◆ **What the task asks**:
The lines to extract start at the one containing "point: wire mesh" and end with the last line; give them exactly and nothing more.

* start Provided records *

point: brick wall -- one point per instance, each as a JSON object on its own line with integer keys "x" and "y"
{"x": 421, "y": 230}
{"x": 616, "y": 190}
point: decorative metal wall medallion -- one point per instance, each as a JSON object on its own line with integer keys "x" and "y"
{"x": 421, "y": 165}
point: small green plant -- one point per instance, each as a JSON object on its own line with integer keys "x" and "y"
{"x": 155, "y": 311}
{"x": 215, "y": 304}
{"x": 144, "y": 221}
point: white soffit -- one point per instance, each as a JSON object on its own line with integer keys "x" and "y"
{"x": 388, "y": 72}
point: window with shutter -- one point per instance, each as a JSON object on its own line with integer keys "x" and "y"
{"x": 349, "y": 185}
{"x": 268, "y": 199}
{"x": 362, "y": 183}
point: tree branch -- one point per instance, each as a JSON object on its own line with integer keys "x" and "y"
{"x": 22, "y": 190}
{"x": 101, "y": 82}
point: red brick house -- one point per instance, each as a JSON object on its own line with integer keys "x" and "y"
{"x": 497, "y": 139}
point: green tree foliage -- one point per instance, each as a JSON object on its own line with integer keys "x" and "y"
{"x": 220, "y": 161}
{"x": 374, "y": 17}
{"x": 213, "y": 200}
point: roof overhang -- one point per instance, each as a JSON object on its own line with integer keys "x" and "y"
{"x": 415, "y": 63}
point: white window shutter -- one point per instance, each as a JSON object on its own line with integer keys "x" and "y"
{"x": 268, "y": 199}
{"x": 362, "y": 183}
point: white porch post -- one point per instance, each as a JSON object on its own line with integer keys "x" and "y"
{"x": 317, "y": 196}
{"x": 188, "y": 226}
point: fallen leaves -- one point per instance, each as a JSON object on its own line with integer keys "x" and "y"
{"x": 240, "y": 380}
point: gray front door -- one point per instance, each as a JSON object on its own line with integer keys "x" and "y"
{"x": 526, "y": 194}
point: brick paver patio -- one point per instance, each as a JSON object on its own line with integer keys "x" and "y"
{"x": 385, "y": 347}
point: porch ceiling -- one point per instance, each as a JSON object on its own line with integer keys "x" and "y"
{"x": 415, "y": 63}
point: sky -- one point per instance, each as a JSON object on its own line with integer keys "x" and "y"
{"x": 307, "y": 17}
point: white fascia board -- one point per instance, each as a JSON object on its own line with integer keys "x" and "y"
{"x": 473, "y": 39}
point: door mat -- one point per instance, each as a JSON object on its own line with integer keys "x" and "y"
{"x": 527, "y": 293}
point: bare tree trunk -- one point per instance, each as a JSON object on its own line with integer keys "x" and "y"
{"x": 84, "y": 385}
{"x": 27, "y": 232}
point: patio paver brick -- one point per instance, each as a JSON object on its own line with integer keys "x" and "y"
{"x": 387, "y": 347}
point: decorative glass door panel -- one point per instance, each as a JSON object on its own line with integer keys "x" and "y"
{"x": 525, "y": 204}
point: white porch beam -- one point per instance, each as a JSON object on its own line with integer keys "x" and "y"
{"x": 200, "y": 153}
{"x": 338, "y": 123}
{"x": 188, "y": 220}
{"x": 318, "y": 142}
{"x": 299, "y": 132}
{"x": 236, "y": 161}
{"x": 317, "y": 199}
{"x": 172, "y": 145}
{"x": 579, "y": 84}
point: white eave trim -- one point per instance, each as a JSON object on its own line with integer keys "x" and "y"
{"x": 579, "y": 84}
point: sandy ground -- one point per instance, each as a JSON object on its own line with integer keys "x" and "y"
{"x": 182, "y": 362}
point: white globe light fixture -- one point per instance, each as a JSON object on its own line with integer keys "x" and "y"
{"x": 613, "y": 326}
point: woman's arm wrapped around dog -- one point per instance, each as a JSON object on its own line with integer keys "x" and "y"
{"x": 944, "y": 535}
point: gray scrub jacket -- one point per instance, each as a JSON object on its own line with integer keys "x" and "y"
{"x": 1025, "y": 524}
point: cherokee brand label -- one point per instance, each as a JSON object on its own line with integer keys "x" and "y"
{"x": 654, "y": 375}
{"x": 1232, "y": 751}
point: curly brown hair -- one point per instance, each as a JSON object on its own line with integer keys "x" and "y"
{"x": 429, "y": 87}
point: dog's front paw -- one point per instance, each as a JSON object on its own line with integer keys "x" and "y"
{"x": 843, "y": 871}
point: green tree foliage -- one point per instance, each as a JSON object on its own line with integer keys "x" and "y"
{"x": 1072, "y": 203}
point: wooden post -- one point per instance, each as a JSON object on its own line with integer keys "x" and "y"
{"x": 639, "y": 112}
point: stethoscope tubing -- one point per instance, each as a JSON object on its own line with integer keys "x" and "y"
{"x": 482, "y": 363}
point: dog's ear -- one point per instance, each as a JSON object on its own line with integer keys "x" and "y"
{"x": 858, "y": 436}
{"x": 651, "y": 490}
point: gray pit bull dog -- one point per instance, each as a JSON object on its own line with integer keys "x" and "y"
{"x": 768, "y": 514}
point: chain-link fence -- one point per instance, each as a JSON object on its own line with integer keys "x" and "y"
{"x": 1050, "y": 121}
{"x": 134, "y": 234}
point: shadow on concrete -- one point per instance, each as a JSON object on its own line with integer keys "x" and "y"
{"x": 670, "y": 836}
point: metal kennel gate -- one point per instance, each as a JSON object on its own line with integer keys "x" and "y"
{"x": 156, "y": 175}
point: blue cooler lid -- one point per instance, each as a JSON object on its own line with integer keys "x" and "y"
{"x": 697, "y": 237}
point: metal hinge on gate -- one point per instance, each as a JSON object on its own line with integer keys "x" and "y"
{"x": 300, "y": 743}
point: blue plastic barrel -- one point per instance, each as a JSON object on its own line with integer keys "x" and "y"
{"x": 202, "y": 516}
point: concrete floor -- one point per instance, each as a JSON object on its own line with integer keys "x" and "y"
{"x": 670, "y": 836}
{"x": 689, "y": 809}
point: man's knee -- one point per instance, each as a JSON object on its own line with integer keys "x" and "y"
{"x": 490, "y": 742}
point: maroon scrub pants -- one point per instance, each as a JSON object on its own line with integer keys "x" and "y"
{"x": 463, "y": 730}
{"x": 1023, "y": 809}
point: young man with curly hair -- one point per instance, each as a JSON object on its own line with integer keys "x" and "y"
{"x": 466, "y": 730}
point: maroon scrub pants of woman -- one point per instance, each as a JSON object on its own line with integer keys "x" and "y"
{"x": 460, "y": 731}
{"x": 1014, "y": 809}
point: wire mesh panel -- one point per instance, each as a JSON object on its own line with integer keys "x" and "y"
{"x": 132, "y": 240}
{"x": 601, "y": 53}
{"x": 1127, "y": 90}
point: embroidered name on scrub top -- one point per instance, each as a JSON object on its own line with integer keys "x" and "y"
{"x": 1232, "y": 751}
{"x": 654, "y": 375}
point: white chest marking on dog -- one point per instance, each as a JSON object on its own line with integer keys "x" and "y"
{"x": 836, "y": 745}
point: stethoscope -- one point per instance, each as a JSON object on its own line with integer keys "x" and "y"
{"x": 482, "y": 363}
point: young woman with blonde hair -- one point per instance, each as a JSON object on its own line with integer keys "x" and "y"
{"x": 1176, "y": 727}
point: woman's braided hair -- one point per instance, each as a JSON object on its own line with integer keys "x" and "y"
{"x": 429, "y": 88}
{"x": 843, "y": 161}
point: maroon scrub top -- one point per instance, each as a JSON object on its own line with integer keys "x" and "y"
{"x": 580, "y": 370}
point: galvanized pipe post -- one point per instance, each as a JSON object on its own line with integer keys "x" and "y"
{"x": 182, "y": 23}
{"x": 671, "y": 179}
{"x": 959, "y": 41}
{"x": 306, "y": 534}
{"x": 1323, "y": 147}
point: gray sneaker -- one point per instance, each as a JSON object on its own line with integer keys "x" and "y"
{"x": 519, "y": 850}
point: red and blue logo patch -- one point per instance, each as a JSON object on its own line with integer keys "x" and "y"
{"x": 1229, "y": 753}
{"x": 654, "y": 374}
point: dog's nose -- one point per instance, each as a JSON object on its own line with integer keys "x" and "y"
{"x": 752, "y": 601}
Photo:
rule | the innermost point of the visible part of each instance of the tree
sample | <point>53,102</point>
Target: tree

* end Provided records *

◆ **Full solution**:
point: wire mesh panel -- one point per instance, each as a JSON object on its own line with integer keys "x" and "y"
{"x": 132, "y": 240}
{"x": 601, "y": 53}
{"x": 1127, "y": 90}
point: embroidered name on scrub top -- one point per instance, each as a JSON object on its own line with integer keys "x" and "y"
{"x": 1232, "y": 751}
{"x": 654, "y": 375}
point: white chest marking on dog -- one point per instance, each as a JSON object on its own line with integer keys "x" and "y"
{"x": 836, "y": 745}
point: stethoscope -- one point per instance, each as a JSON object on its own line with integer keys "x" and "y"
{"x": 482, "y": 363}
point: young woman with blonde hair -- one point per instance, each as a JSON object on its own line with integer keys "x" and "y"
{"x": 1176, "y": 727}
point: woman's braided hair -- one point per instance, each as a JSON object on its own line with integer keys "x" and "y"
{"x": 429, "y": 88}
{"x": 843, "y": 161}
point: maroon scrub top -- one point per instance, each as a JSON object on its own line with integer keys "x" and "y"
{"x": 580, "y": 370}
point: galvanized pipe post -- one point per instance, each as a JSON object on its own line with integer keys "x" and "y"
{"x": 182, "y": 23}
{"x": 671, "y": 179}
{"x": 959, "y": 41}
{"x": 306, "y": 534}
{"x": 1323, "y": 147}
point: gray sneaker -- one point per instance, each as a JSON object on its own line with integer keys "x" and "y"
{"x": 519, "y": 850}
point: red and blue logo patch -- one point per instance, each as a JSON object on its own line with integer keys "x" and "y"
{"x": 1229, "y": 753}
{"x": 654, "y": 374}
point: dog's nose -- one point per instance, each as a JSON object on its own line with integer keys "x" and "y"
{"x": 752, "y": 601}
Photo:
rule | the innermost point of the visible part of each instance of the tree
sample | <point>53,102</point>
Target: tree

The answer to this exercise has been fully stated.